#### Tarefa escrita 1:
Transcreva, sem nenhuma alteração, o trecho do texto sobre a barragem da Vale que vai de "Métodos alternativos" a "estabilidade da barragem.".
#### Tarefa escrita 2:
Dê sequência ao texto sobre a barragem da Vale a partir do ponto em que ele termina.

#### Texto fornecido:
---
A engenheira civil Cristina Malheiros entrou para a Vale em 2011 e era responsável técnica pela barragem. Em depoimento, ela disse ter participado de um evento da Vale no fim de 2017.
“Esse trabalho eles faziam, convidavam gente para essas reuniões, discutiam o que que eles estavam entendendo nos estudos, e apresentava também um painel de consultores”, falou Cristina.
Na ocasião, uma consultora mostrou que a barragem tinha uma margem de segurança muito baixa caso ocorresse uma liquefação. Neste fenômeno, materiais sólidos viram líquidos e podem causar o colapso de uma barragem.
“Ela me reportou que preocupava que um sismo pudesse ser alguma coisa que gerasse liquefação, qualquer coisa que lá na estrutura gerasse, a gente poderia ter algum problema”, disse Cristina. “Mas ela nunca me disse nada”, concluiu.
Métodos alternativos
Segundo a investigação, ao saber do risco, em vez de tomar medidas concretas, a Vale apostou em outros métodos para calcular a estabilidade da barragem.
“Nós percebemos um esforço em alterar ou promover outras metodologias que aumentassem esse valor de segurança, o que não ocorreu”, disse o promotor de Justiça.
Como o risco continuava, a Vale tentou outra opção: instalar drenos para retirar água da estrutura, os chamados drenos horizontais profundos (DHPs).
Uma alternativa que, segundo a investigação, trazia riscos de um processo de infiltração conhecido como “piping”, um possível gatilho para rompimentos.
“Ao meu ver é uma coisa temerária porque o DHP é uma intrusão que se tiver qualquer problema pode induzir ‘piping’... podia ser um gatilho. Poderia ter sido feito com mais cuidado, mas eles...”, disse o consultor da TÜV SÜD, Arsênio Negro Júnior.
O consultor da TÜV SÜD, empresa alemã que prestava serviços para a Vale, disse que havia formas mais seguras de instalar os drenos, como usar pressão mais baixa e revestimento nos furos.
Após uma infiltração em junho de 2018, a Vale interrompeu na época a instalação dos drenos. Uma situação que, segundo o consultor, assustou a empresa.
“Eles se assustaram num desses eventos... por sorte. E foi isso que eles quiseram abandonar”, falou Arsênio.
Em depoimento à força-tarefa, Makoto Namba, outro consultor da empresa alemã TÜV SÜD, reconheceu que houve "barbeiragem" na instalação dos drenos.
“Mas o senhor que mencionou o termo barbeiragem”.
“Isso”.
“Foi uma barbeiragem?”.
“Sim, para dar um fraturamento hidráulico, não poderia ter dado isso”.
---
#### Conteúdo do material:

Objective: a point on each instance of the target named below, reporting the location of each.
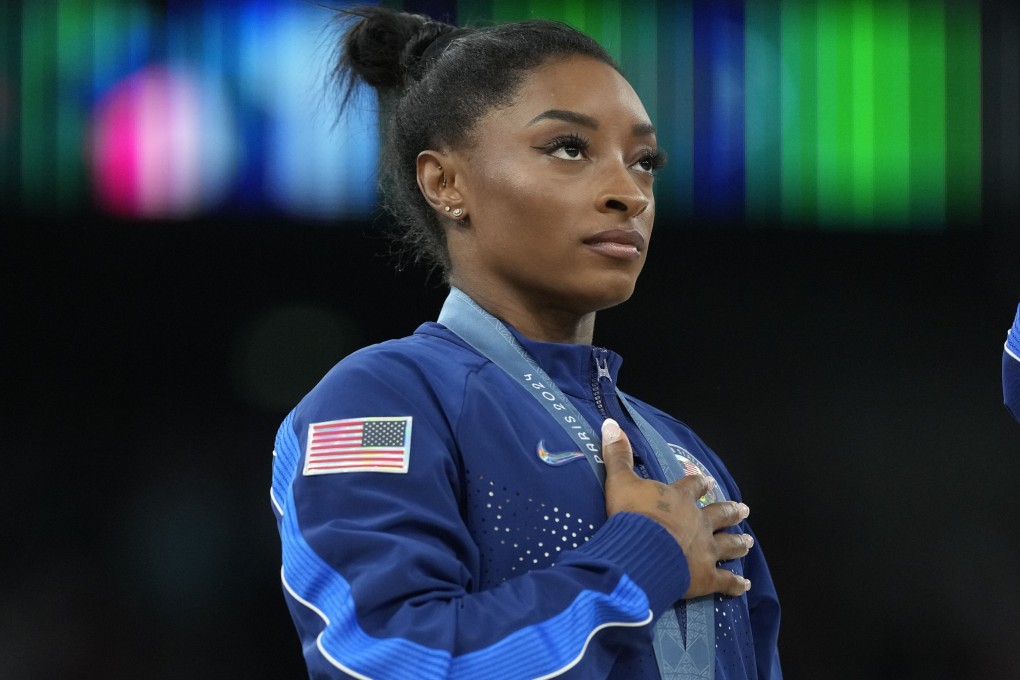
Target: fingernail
(610, 430)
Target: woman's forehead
(576, 85)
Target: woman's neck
(547, 323)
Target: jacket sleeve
(1011, 368)
(379, 569)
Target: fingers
(732, 545)
(731, 584)
(616, 452)
(726, 514)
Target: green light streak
(890, 85)
(763, 115)
(38, 106)
(963, 113)
(927, 114)
(73, 67)
(863, 126)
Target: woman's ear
(438, 181)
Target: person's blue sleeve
(1011, 368)
(379, 568)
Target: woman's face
(558, 193)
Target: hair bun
(385, 48)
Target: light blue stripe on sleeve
(541, 649)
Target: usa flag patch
(359, 445)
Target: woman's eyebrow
(568, 116)
(639, 129)
(643, 129)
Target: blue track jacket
(491, 556)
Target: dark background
(850, 381)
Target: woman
(440, 497)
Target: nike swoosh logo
(557, 458)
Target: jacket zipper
(601, 376)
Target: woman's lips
(622, 244)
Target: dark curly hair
(436, 82)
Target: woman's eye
(651, 162)
(569, 152)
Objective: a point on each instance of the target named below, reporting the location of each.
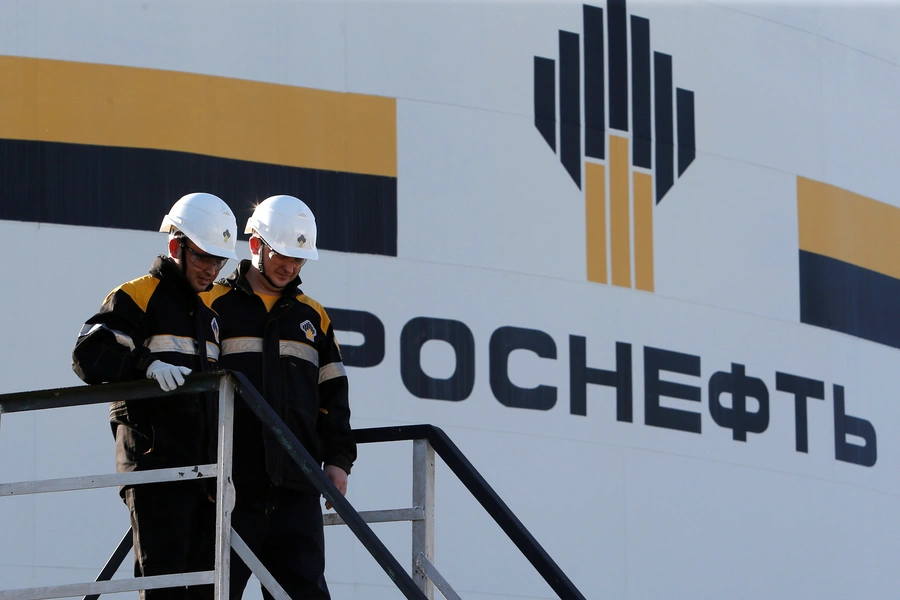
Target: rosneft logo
(629, 153)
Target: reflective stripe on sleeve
(243, 344)
(332, 370)
(299, 350)
(285, 348)
(172, 343)
(121, 338)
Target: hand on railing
(168, 376)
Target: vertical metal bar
(224, 489)
(423, 497)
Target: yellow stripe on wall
(108, 105)
(619, 211)
(643, 231)
(849, 227)
(595, 219)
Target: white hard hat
(286, 225)
(207, 221)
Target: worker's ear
(174, 246)
(255, 243)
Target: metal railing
(426, 440)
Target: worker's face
(201, 269)
(280, 269)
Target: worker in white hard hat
(157, 327)
(283, 341)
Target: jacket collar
(165, 269)
(238, 280)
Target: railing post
(224, 488)
(423, 497)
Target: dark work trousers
(174, 528)
(284, 530)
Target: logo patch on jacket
(309, 329)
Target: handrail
(445, 448)
(204, 382)
(317, 477)
(486, 496)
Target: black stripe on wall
(570, 104)
(133, 188)
(640, 91)
(665, 151)
(843, 297)
(594, 84)
(545, 99)
(618, 64)
(687, 145)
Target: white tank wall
(491, 233)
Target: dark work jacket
(155, 317)
(292, 358)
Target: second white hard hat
(287, 225)
(205, 219)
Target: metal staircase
(427, 441)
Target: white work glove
(168, 376)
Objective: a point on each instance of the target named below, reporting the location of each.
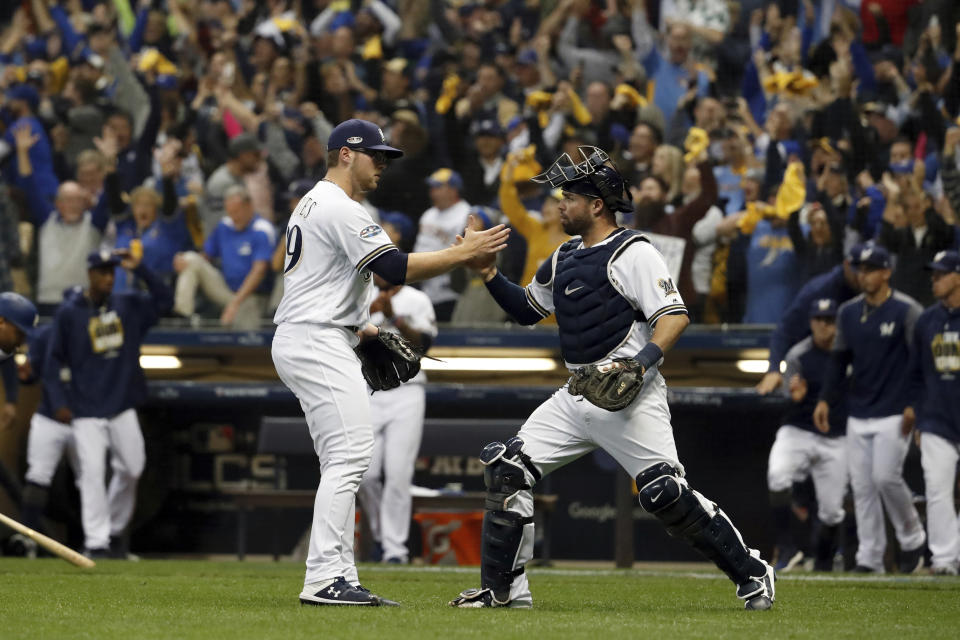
---
#### Resposta correta 1:
Métodos alternativos
Segundo a investigação, ao saber do risco, em vez de tomar medidas concretas, a Vale apostou em outros métodos para calcular a estabilidade da barragem.

#### Resposta correta 2:
Namba é um dos técnicos que assinaram, em setembro de 2018, um laudo que atestava a estabilidade da barragem. Segundo ele, um ato técnico, mas realizado sob pressão da Vale.
“Existe uma pressão sutil. O Alexandre Campanha participou, ele estava na mesa e ele me perguntou: ‘a Vale vai assinar ou não a declaração de estabilidade?”, relembrou Namba.
“Nós temos elementos até o momento que apontam para uma pressão corporativa por parte da Vale em relação a consultores externos para que eles adotem determinadas posturas que fossem de interesse da empresa", falou o promotor.
A TÜV SÜD foi pressionada pela Vale pra emitir declarações de estabilidade de barragem apesar de conhecer a criticidade das estruturas da barragem 1 do Complexo do Córrego do Feijão”, atestou o promotor.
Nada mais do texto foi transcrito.